### TEXT SECTION
____________

“The Girl With All The Gifts” is an excellent book by M.R. Carey, who also wrote the screenplay for the equally good film version directed by Colm McCarthy. It’s the story of Melanie, a super-bright student in a strange army base school where the kids are strapped into their seats and kept in cells. When Dr. Caldwell (Glenn Close) comes through and requests to see certain children, they never return. It quickly becomes clear that these kids must not be normal, even though Melanie (Sennia Nanua) is very likable, with her doting crush on her teacher Miss Justineau (Gemma Arterton) – the only person who treats the children kindly.
Unknown to Melanie, her classroom is part of a desperate experiment in a post-apocalyptic England, after a fungus known as Ophiocordyceps unilateralis – the real life “zombie ant” fungus – learned how to jump species and decimated the human population, turning its victims into “hungries.” Yes, we’ve seen zombism-as-plague before, but the twist is that Melanie and her classmates are somewhere in between, infected but fully functioning as long as people wear a pheromone-masking chemical known as e-blocker. Dr. Caldwell is on a mission to discover a cure for mankind within the brains of these anomalous kids, no matter how many of them she has to slaughter to succeed. In the book, we learn how much of it has to do with her ego and stung pride from being passed over in an important position.

____________

### DATA PROVIDED
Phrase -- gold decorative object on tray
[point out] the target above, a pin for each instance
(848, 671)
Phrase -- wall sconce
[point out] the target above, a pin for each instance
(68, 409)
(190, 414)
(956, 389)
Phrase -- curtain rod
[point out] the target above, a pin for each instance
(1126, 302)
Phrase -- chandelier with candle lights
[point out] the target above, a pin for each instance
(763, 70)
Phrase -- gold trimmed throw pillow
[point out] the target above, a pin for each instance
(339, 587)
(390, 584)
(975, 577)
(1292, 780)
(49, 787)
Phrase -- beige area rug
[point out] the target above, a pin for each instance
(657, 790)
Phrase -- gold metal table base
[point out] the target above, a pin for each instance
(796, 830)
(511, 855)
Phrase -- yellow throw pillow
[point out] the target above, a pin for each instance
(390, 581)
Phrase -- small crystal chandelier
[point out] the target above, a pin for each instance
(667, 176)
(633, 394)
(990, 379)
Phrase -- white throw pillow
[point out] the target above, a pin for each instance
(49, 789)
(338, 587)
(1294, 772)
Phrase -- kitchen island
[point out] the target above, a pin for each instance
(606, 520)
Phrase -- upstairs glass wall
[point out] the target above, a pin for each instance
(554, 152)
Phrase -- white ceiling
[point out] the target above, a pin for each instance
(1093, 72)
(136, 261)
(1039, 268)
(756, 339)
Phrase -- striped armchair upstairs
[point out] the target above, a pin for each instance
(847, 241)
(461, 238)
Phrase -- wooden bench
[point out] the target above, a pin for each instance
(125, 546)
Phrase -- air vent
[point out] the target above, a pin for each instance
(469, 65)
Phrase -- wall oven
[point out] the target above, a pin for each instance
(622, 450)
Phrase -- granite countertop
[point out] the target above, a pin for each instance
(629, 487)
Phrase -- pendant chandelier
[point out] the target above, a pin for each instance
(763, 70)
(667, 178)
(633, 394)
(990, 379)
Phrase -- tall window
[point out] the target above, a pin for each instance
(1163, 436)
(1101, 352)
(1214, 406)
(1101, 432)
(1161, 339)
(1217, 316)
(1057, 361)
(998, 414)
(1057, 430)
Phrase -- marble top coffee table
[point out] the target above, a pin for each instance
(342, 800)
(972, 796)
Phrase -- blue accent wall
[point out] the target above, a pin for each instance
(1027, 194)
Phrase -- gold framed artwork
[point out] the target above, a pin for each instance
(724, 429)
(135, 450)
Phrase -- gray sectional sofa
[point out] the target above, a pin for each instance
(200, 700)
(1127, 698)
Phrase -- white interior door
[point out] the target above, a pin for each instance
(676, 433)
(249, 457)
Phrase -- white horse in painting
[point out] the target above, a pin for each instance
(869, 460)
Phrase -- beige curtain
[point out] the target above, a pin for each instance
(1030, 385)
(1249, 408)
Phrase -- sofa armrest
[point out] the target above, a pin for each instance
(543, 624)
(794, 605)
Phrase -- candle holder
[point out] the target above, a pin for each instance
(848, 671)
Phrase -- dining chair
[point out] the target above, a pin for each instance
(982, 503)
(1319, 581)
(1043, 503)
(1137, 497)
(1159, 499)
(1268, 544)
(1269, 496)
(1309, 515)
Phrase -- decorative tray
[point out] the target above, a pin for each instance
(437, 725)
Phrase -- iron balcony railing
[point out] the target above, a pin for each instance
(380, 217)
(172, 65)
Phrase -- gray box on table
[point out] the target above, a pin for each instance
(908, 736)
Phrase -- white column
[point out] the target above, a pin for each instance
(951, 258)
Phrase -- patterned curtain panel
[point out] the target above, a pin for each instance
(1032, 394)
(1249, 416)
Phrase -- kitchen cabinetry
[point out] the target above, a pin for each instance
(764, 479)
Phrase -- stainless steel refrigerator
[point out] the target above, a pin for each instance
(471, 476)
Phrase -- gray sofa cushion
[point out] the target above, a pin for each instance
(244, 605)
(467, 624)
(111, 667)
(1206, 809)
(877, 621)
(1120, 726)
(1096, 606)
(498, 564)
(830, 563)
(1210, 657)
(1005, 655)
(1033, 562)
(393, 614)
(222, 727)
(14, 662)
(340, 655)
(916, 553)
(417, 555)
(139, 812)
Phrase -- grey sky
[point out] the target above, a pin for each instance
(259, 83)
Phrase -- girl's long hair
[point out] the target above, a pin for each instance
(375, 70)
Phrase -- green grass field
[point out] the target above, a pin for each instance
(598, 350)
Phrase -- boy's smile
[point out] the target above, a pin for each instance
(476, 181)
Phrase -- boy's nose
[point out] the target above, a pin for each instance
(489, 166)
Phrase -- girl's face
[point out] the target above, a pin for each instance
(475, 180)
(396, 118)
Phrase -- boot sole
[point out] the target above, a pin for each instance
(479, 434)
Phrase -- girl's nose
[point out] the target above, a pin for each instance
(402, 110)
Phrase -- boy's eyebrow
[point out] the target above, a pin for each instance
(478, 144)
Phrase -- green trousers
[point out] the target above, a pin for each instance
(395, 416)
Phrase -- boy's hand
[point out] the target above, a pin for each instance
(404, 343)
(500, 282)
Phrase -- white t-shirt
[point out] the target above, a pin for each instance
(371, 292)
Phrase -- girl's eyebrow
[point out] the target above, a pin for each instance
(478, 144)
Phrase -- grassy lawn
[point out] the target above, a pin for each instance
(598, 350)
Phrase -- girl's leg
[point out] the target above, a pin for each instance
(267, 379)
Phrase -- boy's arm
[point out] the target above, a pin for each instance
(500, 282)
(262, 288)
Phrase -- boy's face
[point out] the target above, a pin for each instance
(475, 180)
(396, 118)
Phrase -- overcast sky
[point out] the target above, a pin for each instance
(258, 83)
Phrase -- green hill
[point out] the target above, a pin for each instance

____________

### TASK
Please carry on the review of "The Girl With All The Gifts" from the sentence that ends "passed over in an important position."

### ANSWER AREA
Before she can get her hands on Melanie’s brain, however, the military base is compromised and real hungries come crashing in, forcing the survivors out on the run. The movie follows the book very closely, although it leaves out the secondary threat of violent, feral humans that live out among the hungries. It also omits Miss Justineau’s story for why she feels she doesn’t deserve Melanie’s love, and switches the ethnicity of the two characters: in the book, Melanie is white and blonde, while Miss Justineau is black with long curly hair. Regardless, the cast, which includes Paddy Considine as the fiercely practical Sgt. Eddie Parks and Fisayo Akinade as his one command, are all outstanding.
The movie can’t translate all of Melanie’s clever thoughts from the book, of course, but in both versions, the story is gripping and the action is scary. They share the same unexpected ending as well – one you might mull over for quite some time.